**DOCUMENT TEXT**
· · · · · · ·
Faculty from various departments at Augustana are coming together to revitalize a decade old minor: gender studies.
Gender studies, one of the 43 minors offered at Augustana, is a multidisciplinary minor with the goal of providing “students with knowledge and understanding of gender as it relates to contemporary life,” according to the official university academic catalogue.
Susan Schrader, a professor of sociology at Augustana, believes that it is important to “embrace the realities” of gender’s impact on culture and society. She also prefers the study of the impact of gender as the expression of masculinity and femininity, rather than just sticking with the traditional “women’s studies” approach.
“Gender studies looks at the impact of inequality or privilege for women and men,” Schrader said.
That “cross-section” of comparison is part of what intrigued sophomore Elizabeth Petersen to pursue a gender studies minor.
“I’ve always been interested in how gender affects how we see things and how we go through our lives,” Petersen said. “I see it as a big, integral part of who we are and what we decide to do.”
An advisory board made up of faculty members from various departments, such as communications, history, English/journalism, sociology, business and education, is focusing on how to make the minor more accessible and appealing to students.
“I think it grounds men and women in terms of being more aware of what might be culturally present in terms of advantage,” Schrader said. “That can be the grounds of a catalytic approach to change in how we respond to those sorts of things.”
In recent years, student interest in the minor has been dropping, something that Schrader attributes to its former inflexibility and the lack of leadership since the passing of professor Glenda Sehested who was the program coordinator for many years.
The lack and infrequency of course offerings is what prevented senior Cassi Lamb from pursuing the minor.
· · · · · · ·
**DATA SHOWN**
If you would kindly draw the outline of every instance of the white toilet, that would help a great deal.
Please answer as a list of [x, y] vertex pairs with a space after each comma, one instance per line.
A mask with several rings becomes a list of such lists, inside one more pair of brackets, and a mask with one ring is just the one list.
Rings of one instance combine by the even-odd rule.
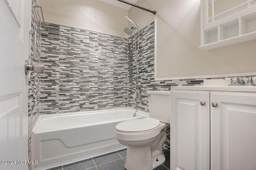
[[165, 158], [162, 148], [170, 122], [169, 91], [148, 91], [150, 117], [125, 121], [116, 127], [118, 140], [127, 146], [127, 170], [153, 170]]

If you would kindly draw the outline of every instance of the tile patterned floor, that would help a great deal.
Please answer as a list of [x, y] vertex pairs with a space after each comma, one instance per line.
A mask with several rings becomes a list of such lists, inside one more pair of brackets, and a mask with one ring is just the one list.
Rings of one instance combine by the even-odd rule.
[[[170, 170], [170, 153], [164, 150], [165, 162], [154, 170]], [[124, 149], [48, 170], [125, 170], [126, 156], [126, 150]]]

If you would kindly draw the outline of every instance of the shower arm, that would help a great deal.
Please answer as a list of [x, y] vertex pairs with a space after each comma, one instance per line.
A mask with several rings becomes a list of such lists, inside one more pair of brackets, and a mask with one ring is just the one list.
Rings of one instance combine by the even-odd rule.
[[132, 25], [133, 25], [134, 26], [134, 27], [135, 27], [135, 28], [136, 29], [138, 29], [138, 30], [139, 29], [139, 28], [138, 27], [138, 24], [135, 24], [134, 23], [133, 23], [132, 21], [129, 18], [127, 17], [126, 16], [125, 16], [125, 18], [126, 18], [127, 20], [129, 20], [130, 21], [130, 22], [131, 22], [132, 23]]
[[132, 6], [134, 6], [136, 8], [139, 8], [140, 9], [141, 9], [142, 10], [145, 10], [145, 11], [147, 11], [148, 12], [151, 12], [152, 14], [154, 14], [154, 15], [156, 15], [156, 11], [152, 11], [151, 10], [149, 10], [148, 9], [145, 8], [143, 8], [143, 7], [142, 7], [141, 6], [138, 6], [137, 5], [135, 5], [135, 4], [132, 4], [131, 3], [129, 2], [127, 2], [126, 1], [124, 1], [124, 0], [117, 0], [118, 1], [120, 1], [120, 2], [123, 2], [123, 3], [124, 3], [125, 4], [128, 4], [128, 5], [131, 5]]

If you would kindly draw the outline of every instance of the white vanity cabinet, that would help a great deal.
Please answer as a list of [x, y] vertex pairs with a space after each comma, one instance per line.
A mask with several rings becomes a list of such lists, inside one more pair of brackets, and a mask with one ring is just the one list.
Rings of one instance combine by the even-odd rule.
[[256, 93], [170, 95], [172, 170], [256, 170]]

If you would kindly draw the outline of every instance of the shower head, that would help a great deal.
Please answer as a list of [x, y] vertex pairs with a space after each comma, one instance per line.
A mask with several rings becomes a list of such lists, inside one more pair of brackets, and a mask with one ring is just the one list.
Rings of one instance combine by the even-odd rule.
[[124, 31], [128, 35], [132, 35], [132, 27], [125, 27], [124, 28]]
[[138, 24], [135, 24], [129, 18], [127, 17], [126, 16], [125, 16], [125, 18], [126, 18], [127, 20], [129, 20], [130, 22], [131, 22], [132, 24], [132, 25], [133, 25], [135, 27], [135, 29], [137, 29], [138, 30], [139, 29], [139, 28], [138, 27], [139, 26]]

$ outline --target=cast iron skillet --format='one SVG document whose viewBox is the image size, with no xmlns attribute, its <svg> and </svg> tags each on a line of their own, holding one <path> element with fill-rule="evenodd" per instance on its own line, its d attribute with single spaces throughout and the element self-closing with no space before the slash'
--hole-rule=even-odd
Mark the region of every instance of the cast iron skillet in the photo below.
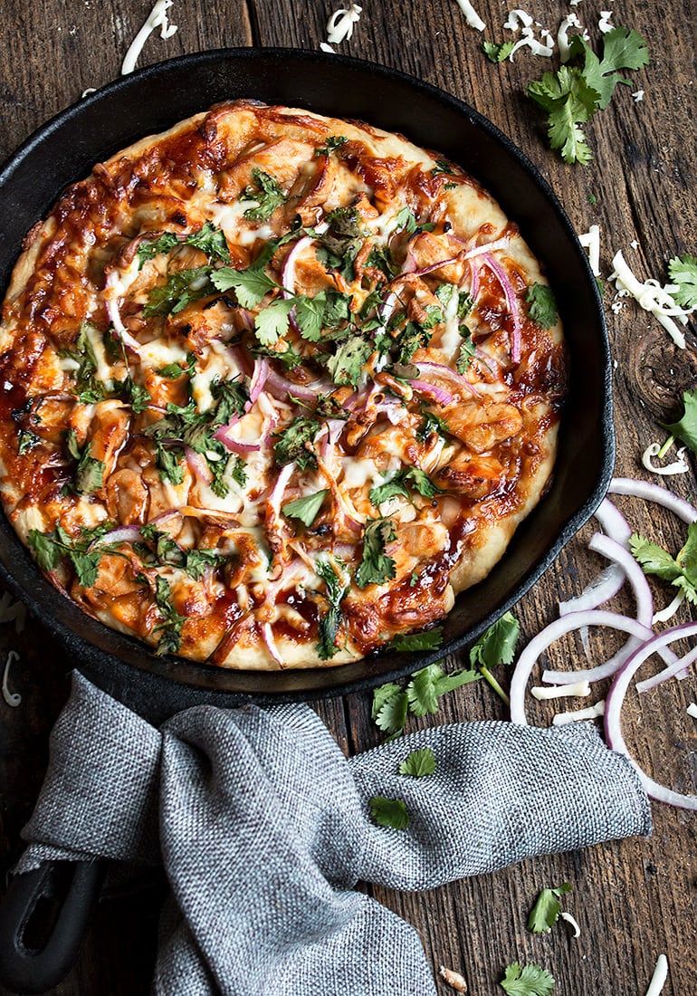
<svg viewBox="0 0 697 996">
<path fill-rule="evenodd" d="M 204 52 L 149 67 L 74 105 L 37 131 L 0 173 L 0 297 L 25 233 L 69 183 L 143 135 L 163 130 L 218 101 L 254 98 L 400 131 L 479 179 L 517 221 L 546 264 L 571 357 L 571 390 L 555 478 L 489 577 L 457 600 L 437 652 L 382 652 L 340 667 L 276 672 L 217 669 L 159 658 L 84 615 L 40 576 L 0 516 L 0 575 L 71 652 L 93 681 L 160 722 L 199 702 L 236 705 L 355 691 L 424 666 L 474 639 L 553 563 L 601 501 L 614 442 L 609 351 L 595 281 L 554 193 L 523 153 L 467 105 L 404 74 L 369 63 L 286 49 Z M 32 908 L 57 890 L 56 870 L 15 878 L 0 916 L 4 981 L 22 992 L 55 985 L 70 967 L 99 887 L 98 866 L 78 864 L 59 888 L 57 927 L 39 951 L 23 931 Z M 59 872 L 60 873 L 60 872 Z"/>
</svg>

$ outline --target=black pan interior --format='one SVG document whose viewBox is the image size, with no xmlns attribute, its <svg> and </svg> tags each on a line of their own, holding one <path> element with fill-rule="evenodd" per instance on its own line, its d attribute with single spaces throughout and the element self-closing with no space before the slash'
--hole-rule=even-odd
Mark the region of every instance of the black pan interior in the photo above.
<svg viewBox="0 0 697 996">
<path fill-rule="evenodd" d="M 514 605 L 589 518 L 604 495 L 614 457 L 602 309 L 584 253 L 559 201 L 523 153 L 467 105 L 368 63 L 284 49 L 206 52 L 150 67 L 74 105 L 36 132 L 0 173 L 0 293 L 23 236 L 67 184 L 131 141 L 235 98 L 359 119 L 400 131 L 477 177 L 546 264 L 566 327 L 571 393 L 549 494 L 491 575 L 459 597 L 445 622 L 443 648 L 425 657 L 383 652 L 340 667 L 271 673 L 157 658 L 135 640 L 89 619 L 56 592 L 0 517 L 0 570 L 6 582 L 94 680 L 143 711 L 152 712 L 156 701 L 161 715 L 201 700 L 283 701 L 356 690 L 460 647 Z"/>
</svg>

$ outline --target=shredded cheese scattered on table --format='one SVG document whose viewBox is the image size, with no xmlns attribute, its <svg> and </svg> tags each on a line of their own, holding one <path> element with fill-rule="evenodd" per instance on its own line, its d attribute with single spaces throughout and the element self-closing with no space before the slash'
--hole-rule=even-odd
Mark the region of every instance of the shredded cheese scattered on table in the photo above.
<svg viewBox="0 0 697 996">
<path fill-rule="evenodd" d="M 121 76 L 126 76 L 128 73 L 133 72 L 143 46 L 155 28 L 159 28 L 159 37 L 165 40 L 171 38 L 178 31 L 177 25 L 170 24 L 167 16 L 167 11 L 171 7 L 172 2 L 173 0 L 156 0 L 147 20 L 130 43 L 130 47 L 121 65 Z"/>
</svg>

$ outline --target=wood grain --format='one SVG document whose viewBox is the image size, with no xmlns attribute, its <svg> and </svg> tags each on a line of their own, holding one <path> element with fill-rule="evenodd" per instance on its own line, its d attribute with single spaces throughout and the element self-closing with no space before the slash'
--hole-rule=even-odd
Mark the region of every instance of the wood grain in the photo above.
<svg viewBox="0 0 697 996">
<path fill-rule="evenodd" d="M 487 38 L 502 41 L 506 8 L 477 0 L 487 21 Z M 512 5 L 513 6 L 513 5 Z M 147 42 L 140 66 L 209 48 L 290 46 L 315 49 L 326 37 L 332 5 L 290 0 L 190 0 L 174 3 L 171 20 L 179 30 L 167 41 Z M 574 8 L 597 44 L 599 5 L 590 0 Z M 138 0 L 12 0 L 0 2 L 0 158 L 41 124 L 118 75 L 128 44 L 149 12 Z M 533 13 L 556 31 L 561 11 L 538 0 Z M 468 28 L 454 0 L 399 0 L 363 3 L 363 14 L 348 55 L 411 73 L 470 103 L 508 133 L 560 195 L 579 231 L 600 225 L 601 268 L 607 276 L 617 249 L 641 277 L 665 279 L 665 262 L 675 253 L 697 250 L 695 160 L 697 146 L 697 58 L 692 0 L 658 7 L 649 0 L 625 0 L 615 23 L 636 28 L 649 41 L 651 66 L 630 74 L 632 86 L 619 87 L 612 105 L 586 125 L 593 162 L 583 168 L 564 164 L 547 147 L 544 123 L 524 94 L 531 80 L 550 68 L 519 53 L 513 63 L 494 66 L 481 52 L 482 36 Z M 689 31 L 686 33 L 686 28 Z M 688 35 L 690 37 L 688 37 Z M 635 84 L 634 84 L 635 80 Z M 632 91 L 643 89 L 635 103 Z M 635 247 L 632 245 L 636 243 Z M 613 354 L 618 474 L 647 475 L 639 456 L 651 439 L 662 438 L 656 419 L 679 413 L 684 389 L 695 385 L 694 330 L 685 351 L 673 347 L 654 319 L 627 303 L 610 310 L 613 291 L 604 292 Z M 670 486 L 694 497 L 694 477 Z M 684 542 L 684 527 L 668 513 L 634 500 L 618 500 L 632 526 L 672 551 Z M 557 615 L 560 599 L 578 593 L 600 567 L 581 531 L 557 563 L 521 602 L 517 614 L 523 640 Z M 669 600 L 656 589 L 657 601 Z M 632 611 L 627 597 L 622 606 Z M 679 619 L 694 615 L 683 608 Z M 593 636 L 592 655 L 612 645 Z M 71 661 L 30 622 L 17 634 L 0 626 L 0 661 L 9 648 L 21 658 L 9 673 L 11 690 L 22 695 L 12 709 L 0 700 L 0 871 L 21 850 L 20 830 L 41 784 L 48 731 L 68 694 Z M 583 656 L 578 639 L 561 643 L 550 659 L 557 666 Z M 459 665 L 465 655 L 449 660 Z M 505 674 L 502 681 L 507 680 Z M 604 691 L 606 689 L 602 689 Z M 626 706 L 626 734 L 642 763 L 659 777 L 697 791 L 697 726 L 685 716 L 697 697 L 695 679 L 673 682 Z M 318 704 L 347 751 L 379 741 L 370 721 L 368 694 Z M 531 719 L 547 723 L 551 708 L 531 708 Z M 446 696 L 435 717 L 410 720 L 409 729 L 429 723 L 505 718 L 503 704 L 484 682 Z M 690 725 L 691 724 L 691 725 Z M 434 970 L 441 963 L 460 971 L 470 993 L 501 992 L 498 979 L 514 960 L 548 967 L 568 996 L 636 996 L 645 992 L 656 955 L 664 951 L 670 974 L 665 996 L 697 992 L 697 817 L 654 806 L 654 832 L 646 840 L 607 844 L 583 852 L 527 861 L 513 869 L 465 879 L 429 892 L 398 894 L 375 889 L 381 901 L 418 930 Z M 565 905 L 581 925 L 572 939 L 561 926 L 536 936 L 526 927 L 541 887 L 570 881 Z M 155 947 L 157 883 L 132 880 L 113 884 L 103 897 L 79 962 L 54 996 L 137 996 L 146 993 Z M 439 991 L 452 992 L 440 981 Z"/>
</svg>

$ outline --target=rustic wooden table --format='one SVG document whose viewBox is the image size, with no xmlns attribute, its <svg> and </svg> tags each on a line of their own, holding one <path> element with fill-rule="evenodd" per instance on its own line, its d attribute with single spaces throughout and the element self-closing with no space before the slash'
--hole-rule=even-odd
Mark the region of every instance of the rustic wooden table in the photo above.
· · · · · · ·
**PROBLEMS TO SOLVE**
a - Reproduce the passage of the gender studies article starting at "An advisory board" and ending at "for many years.", word for word.
b - Continue the gender studies article from its final sentence onward.

**SET OF ANSWERS**
a -
An advisory board made up of faculty members from various departments, such as communications, history, English/journalism, sociology, business and education, is focusing on how to make the minor more accessible and appealing to students.
“I think it grounds men and women in terms of being more aware of what might be culturally present in terms of advantage,” Schrader said. “That can be the grounds of a catalytic approach to change in how we respond to those sorts of things.”
In recent years, student interest in the minor has been dropping, something that Schrader attributes to its former inflexibility and the lack of leadership since the passing of professor Glenda Sehested who was the program coordinator for many years.

b -
“I almost transferred because [gender studies] was so much what I wanted to learn about and they just didn’t have that here,” Lamb said.
Lamb says that while there was a course here and there that touched on gender, the lack of a concrete program made it difficult for her to pursue it.
Petersen echoed the lack of course availability and expressed doubt that she will be able to complete the 18 credit hours minor if something doesn’t change.
“I have not taken a single [class],” Petersen said.
Petersen said that she was halfway through her freshman year before she realized there were not any gender studies classes available, which she brought up to members of the sociology department.
“I even kind of got a shrug from them like ‘Yeah, I do not know what you should take or how you should pursue that minor,’” Petersen said. “I sought out advice from them and they were like ‘You could check out this board or this board, maybe check this person but I don’t know.’”
Schrader acknowledges the frustrations many students have and contributes it to the lack of leadership for the program.
“It hasn’t had a shepherd,” Schrader said. “So, what we have done this semester is invited faculty to identify if they had interest and to see if someone would take that leadership role.”
History professor Margaret Preston will be acting as the new program coordinator for the next two years when the position will then be rotated to another faculty member for the following two years.
Petersen feels that the student outreach should be focused on freshmen and incoming students.
“For the upper-class students we’d take the classes but we kind of lost the chance to get that degree but they should look to get feedback from freshmen and people applying here to see if there is any interest there,” Petersen said.
While the minor is getting a second look, the intent of the courses will remain the same. The advisory committee is instead giving their attention towards offering a more flexible scheduling options and a wider variety of qualifying courses to meet student interests.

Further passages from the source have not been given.